By TOM HAYDEN - | Jun 17, 2021

Tom Hayden

Kiwanis, taken from a Native American phrase “Nunc Kee-wanis,” which means “we trade” or “we share our talents.”

Sharing of heart, of mind, of spirit and providing gifts of hope and commitment have built the Kiwanis Club of Cape Coral into one of the community’s top service organizations. And it started on April 16, 1961, when a group of citizens met at the Presbyterian Church Parish House to form Cape Coral’s oldest service club.

It was at that meeting when the organization selected its first officers and they were a “Who’s Who” of leadership, business brilliance and philanthropy. The first president was H.D. “Andy Anderson, with Edwin Rodgers and Hurschel Biggs named to vice president roles. Wayne Bishop was appointed secretary and Lowell Mills, treasurer. Connie Mack Jr. and Clarence “Butch” Duffala, the city’s second resident, were among the directors.

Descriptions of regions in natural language

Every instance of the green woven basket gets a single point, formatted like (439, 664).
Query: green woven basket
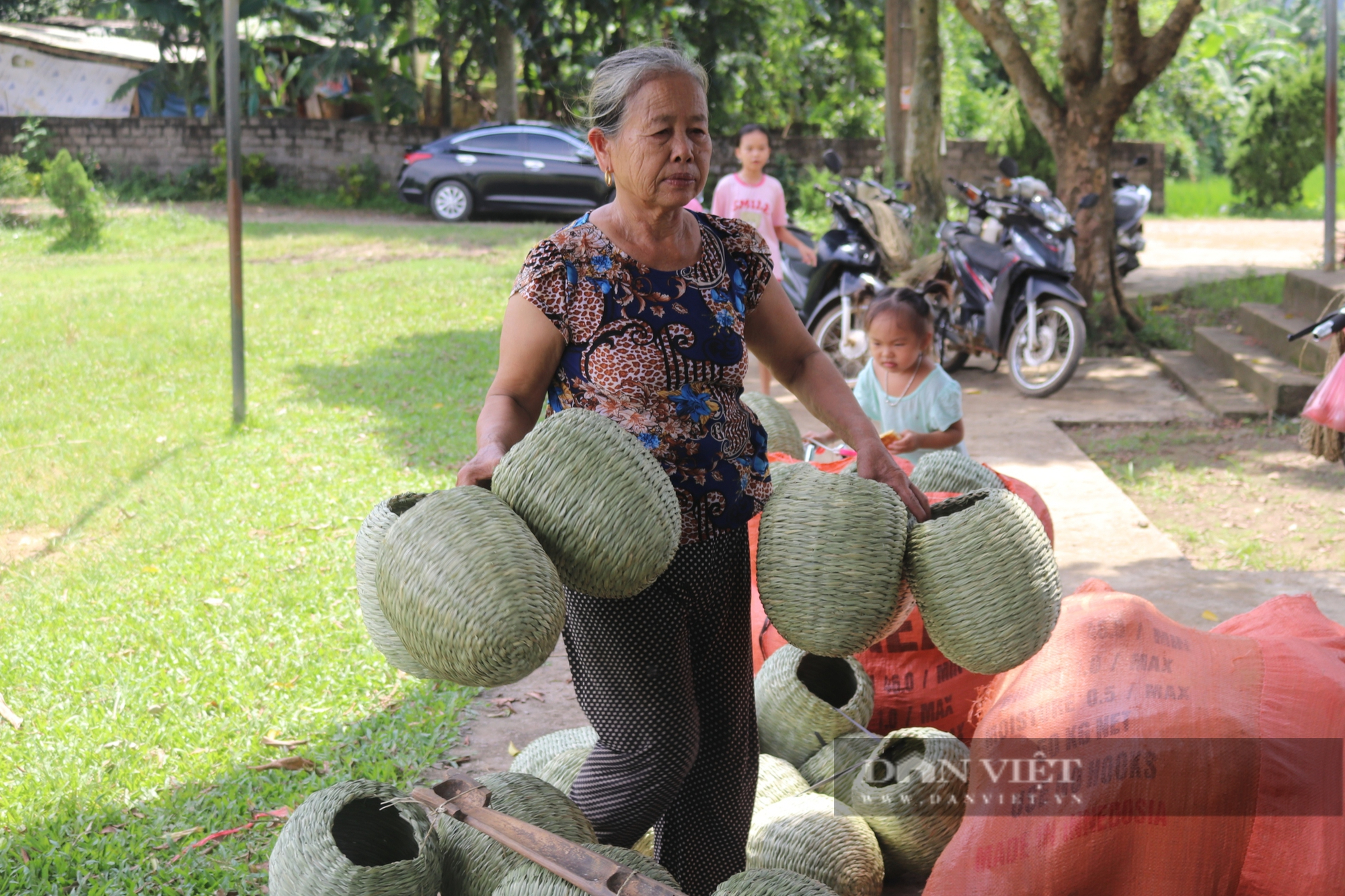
(987, 580)
(369, 541)
(771, 881)
(564, 767)
(829, 560)
(798, 697)
(469, 589)
(821, 838)
(599, 502)
(839, 764)
(535, 880)
(533, 758)
(777, 780)
(352, 840)
(782, 434)
(953, 471)
(911, 792)
(474, 864)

(Exercise details): Continue the history of the Kiwanis Club of Cape Coral from its last sentence.

(Task answer):
One of the club’s first projects was a baseball park and recreation area, as well as beautification efforts, in the downtown area. The club kept rolling with a Kiwanis Blood Bank, free tree program for residents and scholarships to students. The club followed with a promotion of the Sabin Oral Vaccine Program, with the community’s first doctor, Robert Tate. Shots of this polio vaccine were given free to residents.

Now 60 years old, this group hasn’t stopped contributing, building its membership, volunteering and developing projects that now include two thrift stores, an annual and very popular fishing tournament, a kids festival, as well as its community hallmark: student scholarships.

Over 30 years, the Kiwanis scholarship program has presented over $2 million in academic awards to students, including $252,000 worth of four-year scholarships to 20 seniors in 2020 by the Cape Coral Kiwanis Foundation.

One of its most important projects was completed just two years ago. After two young girls — 8-year-old Layla Aiken and 12-year-old Alana Tamplin — were killed during hit-and-run incidents at bus stops, several organizations pulled together to improve safety for school children. The Rotary Club of Cape Coral and the Kiwanis pooled their resources and commitments from area businesses, the city and the school district to install 200 benches on cement pads in designated “safe zones” throughout the city to give children a safe place to sit while waiting for school buses.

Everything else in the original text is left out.